==== Rows
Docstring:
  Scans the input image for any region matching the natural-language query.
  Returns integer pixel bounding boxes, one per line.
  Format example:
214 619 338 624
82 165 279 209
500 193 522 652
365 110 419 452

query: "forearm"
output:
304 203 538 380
========
==== Rows
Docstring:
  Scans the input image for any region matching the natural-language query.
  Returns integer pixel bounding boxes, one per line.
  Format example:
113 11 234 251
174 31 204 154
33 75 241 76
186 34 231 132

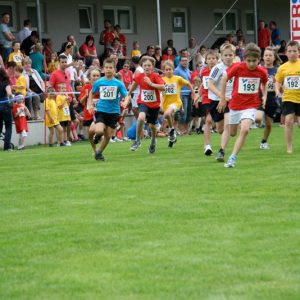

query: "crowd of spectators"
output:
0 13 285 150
========
Show each line of the listing above that contains the string "query", copied in full.

● **Written solution**
  Scans the input image for any region matching the natural-language query.
query: "forearm"
  Scans the input image for any region matching the natural-language query.
query: "crowd of spectators"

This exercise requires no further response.